TASK OBJECTIVE: Reproduce the stretch of the tilapia article below from "We have known" through "and get sick.", word for word.
BEGIN SOURCE EXTRACT
For their study, the authors obtained a variety of fish from several sources, including seafood distributors that supply restaurants and supermarkets, two South American companies, fish farms in several countries, and supermarkets in four states. All samples were snap-frozen for preservation pending analysis, which was performed with gas chromatography.
The researchers found that farmed tilapia contained only modest amounts of omega-3 fatty acids less than half a gram per 100 grams of fish, similar to flounder and swordfish. Farmed salmon and trout, by contrast, had nearly 3 and 4 grams, respectively.
At the same time, the tilapia had much higher amounts of omega-6 acids generally and AA specifically than both salmon and trout. Ratios of long-chain omega-6 to long-chain omega-3, AA to EPA respectively, in tilapia averaged about 11:1, compared to much less than 1:1 (indicating more EPA than AA) in both salmon and trout.
The article notes that there is a controversy among scientists in this field as to the importance of arachidonic acid or omega-6:omega-3 ratios vs. the concentration of long-chain omega-3 alone with regard to their effects in human biology. Those issues are raised in an editorial in the same issue of the Journal.
The Wake Forest article anticipates that criticism and notes that one human study involving AA showed a probable gene-nutrient connection to coronary heart disease in a specific group of heart disease patients. In another study, four subjects were removed after consumption of high amounts of AA due to concerns about the effect of the acid on their blood platelets.
Floyd H. Ski Chilton, Ph.D., professor of physiology and pharmacology and director of the Wake Forest Center for Botanical Lipids, is the senior author of the Journal article. He said that in next months Journal, he will publish a rebuttal to this months editorial.
We have known for three decades that arachidonic acid is the substrate for all pro-inflammatory lipid mediators, Chilton said in an interview. The animal studies say unequivocally that if you feed arachidonic acid, the animals show signs of inflammation and get sick.
END SOURCE EXTRACT
BEGIN DATASET EXCERPTS
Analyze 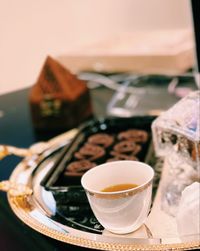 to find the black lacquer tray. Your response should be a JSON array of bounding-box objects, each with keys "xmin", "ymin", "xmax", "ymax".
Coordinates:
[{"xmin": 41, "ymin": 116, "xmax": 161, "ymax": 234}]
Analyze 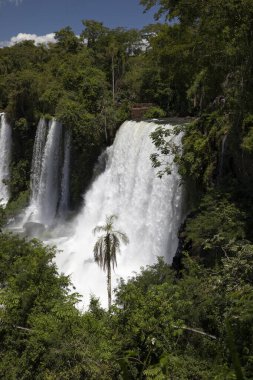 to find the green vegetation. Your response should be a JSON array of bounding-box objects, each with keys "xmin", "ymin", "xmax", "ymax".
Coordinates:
END DATASET EXCERPTS
BEGIN DATASET EXCERPTS
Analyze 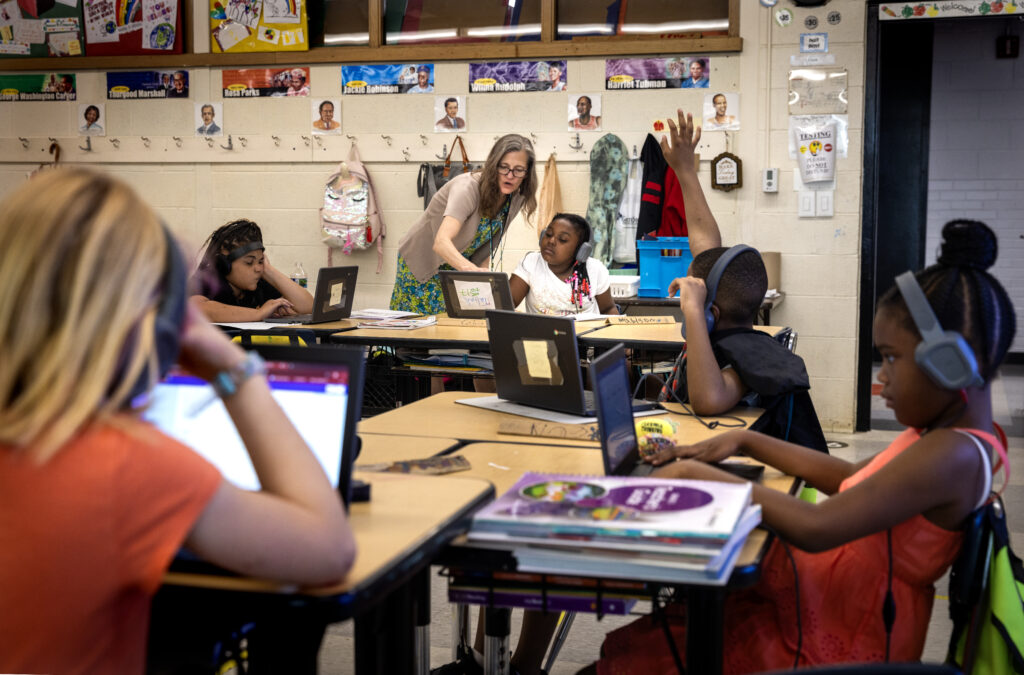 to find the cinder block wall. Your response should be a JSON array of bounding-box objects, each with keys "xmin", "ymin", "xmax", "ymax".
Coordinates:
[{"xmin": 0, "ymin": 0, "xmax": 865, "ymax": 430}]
END DATASET EXCERPTS
BEGIN DATASET EXCERPTS
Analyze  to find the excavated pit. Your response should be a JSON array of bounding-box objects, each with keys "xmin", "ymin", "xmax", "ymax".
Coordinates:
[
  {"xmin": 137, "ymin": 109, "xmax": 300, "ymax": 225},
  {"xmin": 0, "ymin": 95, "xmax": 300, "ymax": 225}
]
END DATASET EXCERPTS
PROBLEM SOLUTION:
We have known for three decades that arachidonic acid is the substrate for all pro-inflammatory lipid mediators, Chilton said in an interview. The animal studies say unequivocally that if you feed arachidonic acid, the animals show signs of inflammation and get sick.